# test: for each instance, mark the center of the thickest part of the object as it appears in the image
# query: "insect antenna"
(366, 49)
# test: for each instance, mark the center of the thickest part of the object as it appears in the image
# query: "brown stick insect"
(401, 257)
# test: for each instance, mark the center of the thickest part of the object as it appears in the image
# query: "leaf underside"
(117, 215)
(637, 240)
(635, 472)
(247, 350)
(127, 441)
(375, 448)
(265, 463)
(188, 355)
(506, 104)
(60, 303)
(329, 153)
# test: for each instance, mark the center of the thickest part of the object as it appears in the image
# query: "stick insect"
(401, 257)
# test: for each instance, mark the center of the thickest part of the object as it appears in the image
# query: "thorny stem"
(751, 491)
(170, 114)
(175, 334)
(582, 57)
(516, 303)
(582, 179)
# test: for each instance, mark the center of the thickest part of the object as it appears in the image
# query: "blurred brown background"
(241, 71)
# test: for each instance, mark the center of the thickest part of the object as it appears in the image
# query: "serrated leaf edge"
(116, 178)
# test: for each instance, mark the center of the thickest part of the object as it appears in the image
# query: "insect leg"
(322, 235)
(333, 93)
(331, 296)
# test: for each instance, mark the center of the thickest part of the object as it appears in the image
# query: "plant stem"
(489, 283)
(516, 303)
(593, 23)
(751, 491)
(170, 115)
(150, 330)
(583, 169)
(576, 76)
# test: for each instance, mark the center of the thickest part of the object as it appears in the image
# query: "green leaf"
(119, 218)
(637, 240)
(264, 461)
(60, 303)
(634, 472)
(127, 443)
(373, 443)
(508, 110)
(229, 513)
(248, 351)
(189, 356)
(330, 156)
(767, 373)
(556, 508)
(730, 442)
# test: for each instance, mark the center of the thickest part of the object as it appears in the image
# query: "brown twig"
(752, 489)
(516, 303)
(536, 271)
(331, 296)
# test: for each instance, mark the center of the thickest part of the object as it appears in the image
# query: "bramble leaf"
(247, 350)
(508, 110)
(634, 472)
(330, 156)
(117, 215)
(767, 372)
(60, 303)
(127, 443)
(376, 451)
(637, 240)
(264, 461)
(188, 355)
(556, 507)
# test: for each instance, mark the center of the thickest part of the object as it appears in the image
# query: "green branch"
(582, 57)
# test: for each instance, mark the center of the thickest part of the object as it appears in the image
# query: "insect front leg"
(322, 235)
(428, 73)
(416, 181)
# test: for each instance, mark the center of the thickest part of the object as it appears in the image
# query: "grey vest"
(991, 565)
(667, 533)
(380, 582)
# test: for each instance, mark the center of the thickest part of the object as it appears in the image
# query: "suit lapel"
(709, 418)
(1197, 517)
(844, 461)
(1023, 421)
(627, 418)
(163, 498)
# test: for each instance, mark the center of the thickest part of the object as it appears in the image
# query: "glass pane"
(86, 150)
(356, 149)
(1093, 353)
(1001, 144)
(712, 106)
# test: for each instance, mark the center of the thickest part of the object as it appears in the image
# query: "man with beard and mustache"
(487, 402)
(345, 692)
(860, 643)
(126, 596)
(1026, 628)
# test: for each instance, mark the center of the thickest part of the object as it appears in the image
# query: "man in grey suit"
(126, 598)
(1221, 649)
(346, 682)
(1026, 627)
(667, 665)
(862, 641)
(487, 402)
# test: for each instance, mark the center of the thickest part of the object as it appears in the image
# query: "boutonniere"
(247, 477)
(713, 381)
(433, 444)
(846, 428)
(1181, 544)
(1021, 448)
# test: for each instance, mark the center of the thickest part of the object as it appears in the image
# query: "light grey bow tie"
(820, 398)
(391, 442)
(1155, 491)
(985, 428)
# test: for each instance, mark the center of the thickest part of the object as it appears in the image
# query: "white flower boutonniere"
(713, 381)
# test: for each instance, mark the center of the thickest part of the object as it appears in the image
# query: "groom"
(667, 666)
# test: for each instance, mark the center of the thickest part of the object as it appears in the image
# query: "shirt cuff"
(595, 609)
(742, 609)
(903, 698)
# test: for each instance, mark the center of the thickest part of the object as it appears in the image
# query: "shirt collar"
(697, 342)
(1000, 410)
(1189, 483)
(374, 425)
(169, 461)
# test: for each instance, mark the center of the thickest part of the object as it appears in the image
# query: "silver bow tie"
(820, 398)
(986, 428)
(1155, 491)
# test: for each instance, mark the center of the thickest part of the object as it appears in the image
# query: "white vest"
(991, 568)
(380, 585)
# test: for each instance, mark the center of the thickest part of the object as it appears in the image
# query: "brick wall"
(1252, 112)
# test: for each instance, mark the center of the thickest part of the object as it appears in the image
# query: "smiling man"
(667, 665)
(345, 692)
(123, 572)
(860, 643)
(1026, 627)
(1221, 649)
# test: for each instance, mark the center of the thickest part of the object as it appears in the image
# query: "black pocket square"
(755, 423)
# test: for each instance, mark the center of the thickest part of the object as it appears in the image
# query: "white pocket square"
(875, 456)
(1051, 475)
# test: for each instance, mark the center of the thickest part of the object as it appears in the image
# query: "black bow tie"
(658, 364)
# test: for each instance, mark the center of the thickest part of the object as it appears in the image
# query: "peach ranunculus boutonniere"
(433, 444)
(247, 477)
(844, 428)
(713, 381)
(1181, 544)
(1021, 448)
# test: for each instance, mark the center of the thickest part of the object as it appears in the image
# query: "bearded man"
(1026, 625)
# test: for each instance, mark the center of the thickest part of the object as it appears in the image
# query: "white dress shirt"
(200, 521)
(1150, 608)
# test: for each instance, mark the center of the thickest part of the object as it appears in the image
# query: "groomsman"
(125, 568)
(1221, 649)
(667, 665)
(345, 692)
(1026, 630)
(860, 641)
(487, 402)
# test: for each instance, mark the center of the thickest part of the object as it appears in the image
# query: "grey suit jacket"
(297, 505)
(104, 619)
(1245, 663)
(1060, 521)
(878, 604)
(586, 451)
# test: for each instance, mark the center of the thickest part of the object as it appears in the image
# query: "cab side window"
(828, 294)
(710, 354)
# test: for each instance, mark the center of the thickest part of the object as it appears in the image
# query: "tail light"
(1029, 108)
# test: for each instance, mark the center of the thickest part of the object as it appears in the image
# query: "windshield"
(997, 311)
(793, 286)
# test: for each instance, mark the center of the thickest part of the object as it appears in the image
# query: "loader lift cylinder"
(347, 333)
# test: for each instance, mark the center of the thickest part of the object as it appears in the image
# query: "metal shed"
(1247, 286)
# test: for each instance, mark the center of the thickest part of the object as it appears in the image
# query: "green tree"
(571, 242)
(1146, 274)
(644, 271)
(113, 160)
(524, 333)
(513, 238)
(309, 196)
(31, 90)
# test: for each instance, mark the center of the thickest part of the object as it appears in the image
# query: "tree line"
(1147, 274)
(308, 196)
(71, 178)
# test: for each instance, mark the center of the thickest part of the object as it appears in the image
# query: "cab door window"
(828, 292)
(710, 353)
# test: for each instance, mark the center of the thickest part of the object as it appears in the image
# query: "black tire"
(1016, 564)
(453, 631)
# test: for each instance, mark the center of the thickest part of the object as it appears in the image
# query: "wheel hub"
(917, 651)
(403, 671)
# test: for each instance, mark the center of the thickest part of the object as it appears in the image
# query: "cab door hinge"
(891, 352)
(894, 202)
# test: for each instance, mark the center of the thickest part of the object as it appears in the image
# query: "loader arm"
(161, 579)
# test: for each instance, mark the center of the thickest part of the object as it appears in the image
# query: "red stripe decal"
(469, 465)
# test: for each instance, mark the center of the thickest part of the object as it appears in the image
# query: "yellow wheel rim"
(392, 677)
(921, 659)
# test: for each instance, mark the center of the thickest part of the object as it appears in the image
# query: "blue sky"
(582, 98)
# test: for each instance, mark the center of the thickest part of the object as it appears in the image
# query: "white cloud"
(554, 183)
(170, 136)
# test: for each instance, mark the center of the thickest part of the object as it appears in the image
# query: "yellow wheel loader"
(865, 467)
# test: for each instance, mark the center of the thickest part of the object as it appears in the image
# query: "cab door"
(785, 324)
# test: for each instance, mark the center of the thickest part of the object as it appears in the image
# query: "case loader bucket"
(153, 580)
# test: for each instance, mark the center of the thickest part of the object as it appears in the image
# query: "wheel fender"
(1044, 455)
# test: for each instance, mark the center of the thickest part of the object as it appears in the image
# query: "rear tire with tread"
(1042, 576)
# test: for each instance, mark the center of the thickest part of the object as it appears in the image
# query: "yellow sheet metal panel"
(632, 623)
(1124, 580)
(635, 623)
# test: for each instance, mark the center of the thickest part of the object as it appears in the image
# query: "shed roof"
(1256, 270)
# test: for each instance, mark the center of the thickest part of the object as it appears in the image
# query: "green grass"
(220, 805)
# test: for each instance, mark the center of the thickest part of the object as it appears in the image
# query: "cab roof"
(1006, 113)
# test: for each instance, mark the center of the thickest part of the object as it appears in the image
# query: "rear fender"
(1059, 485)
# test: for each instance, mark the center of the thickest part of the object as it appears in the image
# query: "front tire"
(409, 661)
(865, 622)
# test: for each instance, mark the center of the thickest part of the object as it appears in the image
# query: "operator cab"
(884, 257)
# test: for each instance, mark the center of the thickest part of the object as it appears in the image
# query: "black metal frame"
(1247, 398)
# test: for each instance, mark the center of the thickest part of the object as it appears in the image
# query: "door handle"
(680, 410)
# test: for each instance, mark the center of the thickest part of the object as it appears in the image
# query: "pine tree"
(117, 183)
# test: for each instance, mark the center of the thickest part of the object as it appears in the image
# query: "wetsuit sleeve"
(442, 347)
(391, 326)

++++++++++

*Short problem*. Please pick out every line in the items above that contains the word "light", and copy each of those lines.

*Response to this task*.
# query: "light grey bow tie"
# query: "tail light"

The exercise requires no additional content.